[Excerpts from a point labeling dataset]
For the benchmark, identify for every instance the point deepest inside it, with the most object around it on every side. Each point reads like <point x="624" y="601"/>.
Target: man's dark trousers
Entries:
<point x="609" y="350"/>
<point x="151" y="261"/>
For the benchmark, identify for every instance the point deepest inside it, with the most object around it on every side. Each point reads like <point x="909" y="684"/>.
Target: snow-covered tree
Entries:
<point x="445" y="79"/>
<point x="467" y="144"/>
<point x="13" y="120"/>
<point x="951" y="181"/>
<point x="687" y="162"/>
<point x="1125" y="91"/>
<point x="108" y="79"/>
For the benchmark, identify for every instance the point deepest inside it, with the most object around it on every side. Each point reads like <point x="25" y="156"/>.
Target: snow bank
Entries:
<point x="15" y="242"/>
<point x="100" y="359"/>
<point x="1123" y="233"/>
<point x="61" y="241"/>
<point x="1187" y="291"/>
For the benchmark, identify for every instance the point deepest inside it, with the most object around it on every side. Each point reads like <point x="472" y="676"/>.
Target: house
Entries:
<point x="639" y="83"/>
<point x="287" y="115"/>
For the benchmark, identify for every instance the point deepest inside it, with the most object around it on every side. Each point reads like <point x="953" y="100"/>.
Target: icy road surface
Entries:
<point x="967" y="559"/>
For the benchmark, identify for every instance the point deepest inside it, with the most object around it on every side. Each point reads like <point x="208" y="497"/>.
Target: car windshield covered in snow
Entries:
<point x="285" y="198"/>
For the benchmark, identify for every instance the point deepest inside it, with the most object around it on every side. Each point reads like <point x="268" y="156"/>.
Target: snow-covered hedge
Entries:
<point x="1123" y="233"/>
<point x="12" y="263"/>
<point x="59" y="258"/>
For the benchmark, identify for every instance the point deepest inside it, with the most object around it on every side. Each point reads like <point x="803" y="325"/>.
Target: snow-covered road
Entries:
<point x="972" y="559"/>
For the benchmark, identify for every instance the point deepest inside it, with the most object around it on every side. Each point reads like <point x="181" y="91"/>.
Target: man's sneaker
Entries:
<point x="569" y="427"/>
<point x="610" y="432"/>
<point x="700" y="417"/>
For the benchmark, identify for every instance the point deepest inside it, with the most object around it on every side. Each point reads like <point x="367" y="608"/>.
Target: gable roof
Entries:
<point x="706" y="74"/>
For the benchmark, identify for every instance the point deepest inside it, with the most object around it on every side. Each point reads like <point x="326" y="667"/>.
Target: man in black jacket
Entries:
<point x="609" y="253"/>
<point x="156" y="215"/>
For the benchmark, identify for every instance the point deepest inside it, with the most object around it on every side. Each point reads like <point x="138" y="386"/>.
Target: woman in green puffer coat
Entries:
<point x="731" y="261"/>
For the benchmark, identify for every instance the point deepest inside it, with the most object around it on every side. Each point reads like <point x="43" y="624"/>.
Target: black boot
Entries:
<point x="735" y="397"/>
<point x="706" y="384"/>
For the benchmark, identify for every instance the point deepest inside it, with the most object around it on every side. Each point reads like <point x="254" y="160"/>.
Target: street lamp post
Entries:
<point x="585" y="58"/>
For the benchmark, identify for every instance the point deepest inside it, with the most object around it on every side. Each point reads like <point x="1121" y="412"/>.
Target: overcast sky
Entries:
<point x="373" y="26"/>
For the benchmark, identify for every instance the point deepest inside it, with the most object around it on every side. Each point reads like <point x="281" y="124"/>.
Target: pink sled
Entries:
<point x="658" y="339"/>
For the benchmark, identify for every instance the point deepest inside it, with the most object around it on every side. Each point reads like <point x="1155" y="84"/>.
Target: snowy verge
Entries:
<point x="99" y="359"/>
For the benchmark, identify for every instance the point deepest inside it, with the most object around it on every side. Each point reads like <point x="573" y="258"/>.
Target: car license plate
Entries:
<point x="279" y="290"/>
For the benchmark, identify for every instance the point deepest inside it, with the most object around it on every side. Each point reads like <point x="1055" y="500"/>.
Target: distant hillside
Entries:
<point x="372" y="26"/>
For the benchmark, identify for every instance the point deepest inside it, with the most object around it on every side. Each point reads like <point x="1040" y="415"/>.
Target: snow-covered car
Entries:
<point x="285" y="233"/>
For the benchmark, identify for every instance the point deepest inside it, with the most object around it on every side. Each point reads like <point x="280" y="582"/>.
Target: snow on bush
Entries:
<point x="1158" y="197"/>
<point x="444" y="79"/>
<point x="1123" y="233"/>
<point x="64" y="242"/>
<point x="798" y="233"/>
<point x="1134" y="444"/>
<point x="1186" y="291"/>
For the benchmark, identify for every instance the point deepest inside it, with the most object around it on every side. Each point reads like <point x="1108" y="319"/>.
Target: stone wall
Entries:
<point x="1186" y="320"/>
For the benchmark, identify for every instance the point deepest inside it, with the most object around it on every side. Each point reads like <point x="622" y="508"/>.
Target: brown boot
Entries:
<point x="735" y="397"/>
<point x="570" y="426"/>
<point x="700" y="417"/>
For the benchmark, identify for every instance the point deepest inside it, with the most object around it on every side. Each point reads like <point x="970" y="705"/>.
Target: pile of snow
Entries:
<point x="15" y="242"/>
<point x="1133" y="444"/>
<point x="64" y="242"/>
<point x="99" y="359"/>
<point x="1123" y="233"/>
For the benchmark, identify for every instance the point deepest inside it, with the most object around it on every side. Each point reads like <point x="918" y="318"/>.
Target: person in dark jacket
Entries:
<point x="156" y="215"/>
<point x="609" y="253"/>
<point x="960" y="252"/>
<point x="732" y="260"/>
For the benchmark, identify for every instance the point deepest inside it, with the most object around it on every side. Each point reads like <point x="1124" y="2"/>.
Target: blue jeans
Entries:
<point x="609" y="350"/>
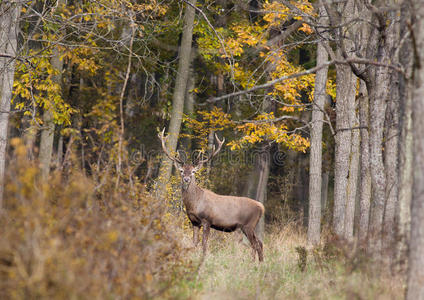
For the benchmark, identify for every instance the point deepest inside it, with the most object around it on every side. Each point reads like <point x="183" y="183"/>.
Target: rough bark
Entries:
<point x="47" y="133"/>
<point x="415" y="289"/>
<point x="352" y="180"/>
<point x="403" y="217"/>
<point x="391" y="167"/>
<point x="315" y="159"/>
<point x="263" y="164"/>
<point x="378" y="91"/>
<point x="365" y="176"/>
<point x="178" y="97"/>
<point x="345" y="104"/>
<point x="189" y="101"/>
<point x="9" y="16"/>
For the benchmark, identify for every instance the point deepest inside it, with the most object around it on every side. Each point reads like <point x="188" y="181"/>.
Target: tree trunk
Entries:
<point x="9" y="21"/>
<point x="365" y="186"/>
<point x="189" y="102"/>
<point x="47" y="133"/>
<point x="352" y="180"/>
<point x="345" y="105"/>
<point x="415" y="289"/>
<point x="391" y="167"/>
<point x="178" y="97"/>
<point x="315" y="159"/>
<point x="403" y="217"/>
<point x="378" y="93"/>
<point x="263" y="164"/>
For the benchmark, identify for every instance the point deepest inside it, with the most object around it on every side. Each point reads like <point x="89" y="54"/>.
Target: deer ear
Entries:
<point x="177" y="166"/>
<point x="197" y="168"/>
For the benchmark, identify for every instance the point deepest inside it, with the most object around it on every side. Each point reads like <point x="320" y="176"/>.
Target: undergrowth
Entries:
<point x="72" y="237"/>
<point x="228" y="271"/>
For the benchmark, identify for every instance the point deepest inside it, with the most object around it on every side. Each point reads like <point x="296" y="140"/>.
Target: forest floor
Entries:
<point x="228" y="271"/>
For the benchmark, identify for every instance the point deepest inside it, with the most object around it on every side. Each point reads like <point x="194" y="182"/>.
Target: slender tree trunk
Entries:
<point x="315" y="159"/>
<point x="352" y="180"/>
<point x="178" y="97"/>
<point x="403" y="216"/>
<point x="391" y="167"/>
<point x="263" y="164"/>
<point x="415" y="289"/>
<point x="345" y="105"/>
<point x="324" y="191"/>
<point x="378" y="93"/>
<point x="365" y="187"/>
<point x="9" y="20"/>
<point x="189" y="101"/>
<point x="47" y="133"/>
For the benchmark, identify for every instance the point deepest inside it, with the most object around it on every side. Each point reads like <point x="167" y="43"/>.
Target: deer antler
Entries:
<point x="171" y="157"/>
<point x="214" y="151"/>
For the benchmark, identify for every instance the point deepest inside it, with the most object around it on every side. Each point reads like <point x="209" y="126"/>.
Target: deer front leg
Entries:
<point x="206" y="230"/>
<point x="196" y="235"/>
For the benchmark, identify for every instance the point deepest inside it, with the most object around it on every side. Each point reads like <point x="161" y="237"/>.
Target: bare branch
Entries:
<point x="307" y="72"/>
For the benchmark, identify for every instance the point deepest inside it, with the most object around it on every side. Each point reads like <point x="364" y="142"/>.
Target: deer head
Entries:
<point x="188" y="170"/>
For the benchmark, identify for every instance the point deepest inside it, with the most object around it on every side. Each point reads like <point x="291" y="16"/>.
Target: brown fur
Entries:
<point x="207" y="209"/>
<point x="224" y="213"/>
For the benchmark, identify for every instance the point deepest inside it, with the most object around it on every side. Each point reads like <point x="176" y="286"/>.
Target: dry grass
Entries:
<point x="229" y="273"/>
<point x="67" y="239"/>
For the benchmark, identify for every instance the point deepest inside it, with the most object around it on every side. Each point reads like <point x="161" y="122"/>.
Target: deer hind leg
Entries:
<point x="196" y="235"/>
<point x="250" y="234"/>
<point x="259" y="248"/>
<point x="206" y="230"/>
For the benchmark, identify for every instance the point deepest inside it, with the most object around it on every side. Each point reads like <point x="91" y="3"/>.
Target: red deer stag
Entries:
<point x="207" y="209"/>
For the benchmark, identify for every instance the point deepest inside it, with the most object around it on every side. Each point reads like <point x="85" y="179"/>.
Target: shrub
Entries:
<point x="75" y="238"/>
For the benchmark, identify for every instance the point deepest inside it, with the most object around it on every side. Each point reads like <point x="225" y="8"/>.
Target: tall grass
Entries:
<point x="72" y="237"/>
<point x="228" y="272"/>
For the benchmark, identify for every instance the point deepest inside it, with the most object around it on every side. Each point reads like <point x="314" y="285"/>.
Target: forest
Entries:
<point x="130" y="128"/>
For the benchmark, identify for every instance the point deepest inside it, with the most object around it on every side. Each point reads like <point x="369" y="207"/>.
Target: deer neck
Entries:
<point x="191" y="193"/>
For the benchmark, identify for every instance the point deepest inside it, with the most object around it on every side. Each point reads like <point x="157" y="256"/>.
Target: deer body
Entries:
<point x="209" y="210"/>
<point x="224" y="213"/>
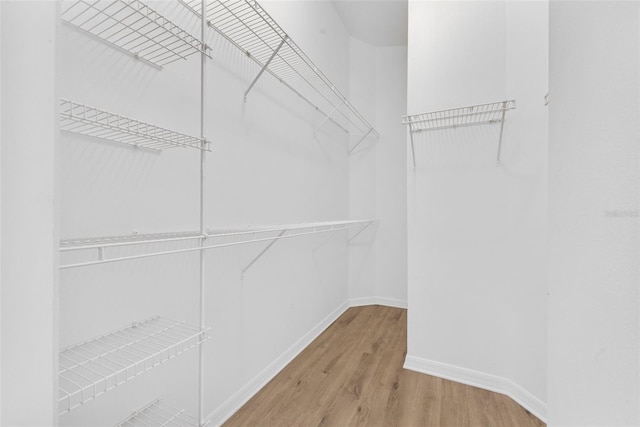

**Set exercise**: Please filter the material above down to every line that contains the word "jacket", copying each such line in full.

**Result for this task**:
Target: man in black jacket
Target: person in dark jacket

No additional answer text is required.